* **TEXTE FOURNI**
---------------

« Aime et fais ce que tu veux » est l’une des citations les plus connues de saint Augustin, mais aussi l’une des moins bien comprises. Par Nicolas Potteau, assomptionniste.
« Aime et fais ce que tu veux« . Cet adage fait partie des citations les plus connues de saint Augustin (354-430, évêque de la ville d’Hippone en Algérie pendant plus de 30 ans), mais aussi souvent les moins bien comprises.
A première vue, il pourrait s’agir d’une invitation à profiter de la vie, une version chrétienne du carpe diem. Tout est permis, du moment que l’on aime ! Il suffit de prononcer cette phrase devant un adolescent et de voir le sourire qui naît sur sa figure, tout en se demandant pourquoi ses parents ne lui ont jamais dit cela…
En réalité, cette phrase de saint Augustin a un sens bien différent – qui peut justifier que le même adolescent soit bien puni par ses parents ! – qui nous emmène sur les chemins de la charité et de la correction fraternelle…
Après avoir replacé la citation dans son contexte, proche et plus éloigné, nous verrons l’importance que prend l’amour dans la vision augustinienne de l’homme, ce qui nous aidera à voir la portée de cette phrase.
Une phrase tirée d’une homélie pascale
Cette maxime n’est pas un slogan qui revient régulièrement chez saint Augustin, même si plusieurs citations lui sont apparentées. Il s’agit d’un extrait unique d’une homélie prononcée pendant le temps pascal 407, plus précisément le samedi de l’Octave de Pâques.
Imaginons les chrétiens d’Hippone se presser dans leur basilique pour écouter l’évêque qui a décidé de faire un commentaire suivi de la première épître de Jean.
Et voici que le samedi, Augustin en arrive à commenter 1 Jean 4,8-9 : « En ceci s’est manifesté l’amour de Dieu pour nous : il a envoyé son Fils unique en ce monde afin que nous vivions par lui« . Le Père a livré son Fils, Judas l’a aussi livré, constate le prédicateur. Quelle est la différence entre les deux ? L’intention : Dieu a livré le Christ par amour pour les hommes, Judas l’a fait par amour de l’argent.

---------------

* **ENTRÉES PRÉSENTÉES**
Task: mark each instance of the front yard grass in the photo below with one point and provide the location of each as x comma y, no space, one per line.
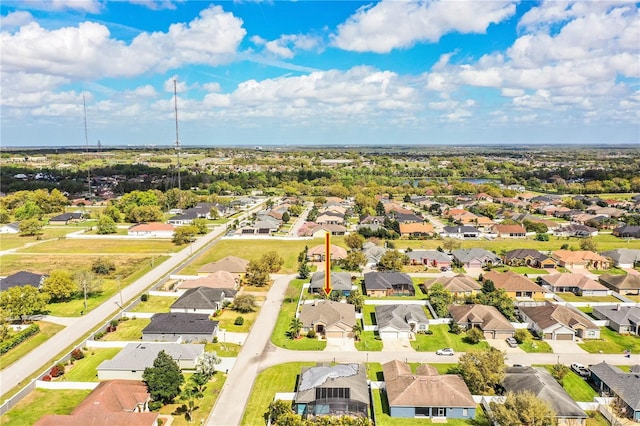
611,342
441,338
47,330
280,378
85,370
41,402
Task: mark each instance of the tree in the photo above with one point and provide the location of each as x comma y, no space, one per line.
60,285
106,225
482,371
21,301
522,408
354,241
164,379
244,303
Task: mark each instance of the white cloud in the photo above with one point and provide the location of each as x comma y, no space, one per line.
392,24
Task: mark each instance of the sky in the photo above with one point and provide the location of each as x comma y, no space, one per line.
338,73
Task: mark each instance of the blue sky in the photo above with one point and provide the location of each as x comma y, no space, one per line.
319,72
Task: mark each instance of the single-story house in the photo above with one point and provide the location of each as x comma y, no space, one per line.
112,402
542,384
573,283
425,393
623,284
382,284
401,321
557,322
130,362
203,300
337,390
623,319
516,285
327,318
340,281
152,230
460,285
21,279
487,318
609,380
168,327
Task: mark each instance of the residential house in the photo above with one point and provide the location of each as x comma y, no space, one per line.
580,259
130,362
336,390
487,318
203,300
557,322
475,258
623,319
609,380
329,319
425,393
541,383
152,230
528,257
460,285
21,279
340,282
628,284
383,284
112,402
623,258
169,327
578,284
401,321
509,231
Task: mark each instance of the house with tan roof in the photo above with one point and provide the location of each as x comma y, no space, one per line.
580,259
487,318
112,402
557,322
425,393
578,284
329,319
515,284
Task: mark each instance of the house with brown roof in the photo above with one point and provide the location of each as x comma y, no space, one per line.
426,393
557,322
580,259
112,402
487,318
578,284
327,318
515,284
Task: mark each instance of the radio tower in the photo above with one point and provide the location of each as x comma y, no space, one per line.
175,101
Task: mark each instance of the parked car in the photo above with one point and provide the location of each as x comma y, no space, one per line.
580,369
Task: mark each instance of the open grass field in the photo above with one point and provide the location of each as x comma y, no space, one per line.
441,338
47,329
84,370
41,402
611,342
281,378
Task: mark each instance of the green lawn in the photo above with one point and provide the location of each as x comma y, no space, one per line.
40,402
84,370
611,342
155,304
441,338
281,378
128,330
47,330
280,337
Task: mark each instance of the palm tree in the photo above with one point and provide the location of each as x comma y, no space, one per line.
295,327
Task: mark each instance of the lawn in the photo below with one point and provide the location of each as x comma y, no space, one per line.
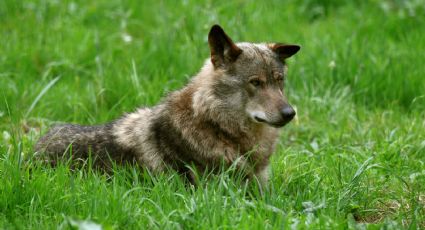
353,158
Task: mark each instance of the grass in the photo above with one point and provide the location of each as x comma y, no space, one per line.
354,158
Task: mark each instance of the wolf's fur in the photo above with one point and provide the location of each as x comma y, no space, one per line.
229,112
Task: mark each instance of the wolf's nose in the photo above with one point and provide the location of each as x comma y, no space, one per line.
288,113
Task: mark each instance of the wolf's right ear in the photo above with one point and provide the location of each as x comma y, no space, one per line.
223,50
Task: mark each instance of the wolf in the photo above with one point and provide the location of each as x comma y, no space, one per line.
228,114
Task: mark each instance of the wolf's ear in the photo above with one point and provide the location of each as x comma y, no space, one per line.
223,50
284,51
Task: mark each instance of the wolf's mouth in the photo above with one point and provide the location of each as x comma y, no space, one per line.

---------------

* **CONSIGNE**
Prolongez le texte consacré à la maxime « Aime et fais ce que tu veux » en reprenant juste après sa dernière phrase.

* **RÉPONSE ATTENDUE**
Augustin en profite pour insister sur l’importance de l’intention pour juger de la valeur d’une action. Il arrive au père de famille de frapper son enfant – méthode éducative de l’époque ! – mais c’est pour son bien, tout comme il arrive au marchand d’esclave de cajoler celui qu’il s’apprête à vendre. Augustin conclut ce développement : « Ainsi voilà une fois pour toutes le court précepte qu’on te dicte :
« Aime et fais ce que tu veux ». Si tu te tais, tu te tais par amour ; si tu cries, tu cries par amour ; si tu corriges, tu corriges par amour ; si tu épargnes, tu épargnes par amour. Qu’au-dedans se trouve la racine de la charité. De cette racine rien ne peut sortir que de bon.
Commentaire de la 1ère épître de saint Jean VII,8, traduction D. Dideberg, Bibliothèque Augustinienne 79, p. 305
Le contexte de la citation
Qu’avait Augustin en tête lorsqu’il prononce les mots ? Plusieurs hypothèses ont été émises. La plus courante est celle de Joseph Gallay, qui rappelle qu’à cette époque Augustin est préoccupé par la controverse donatiste.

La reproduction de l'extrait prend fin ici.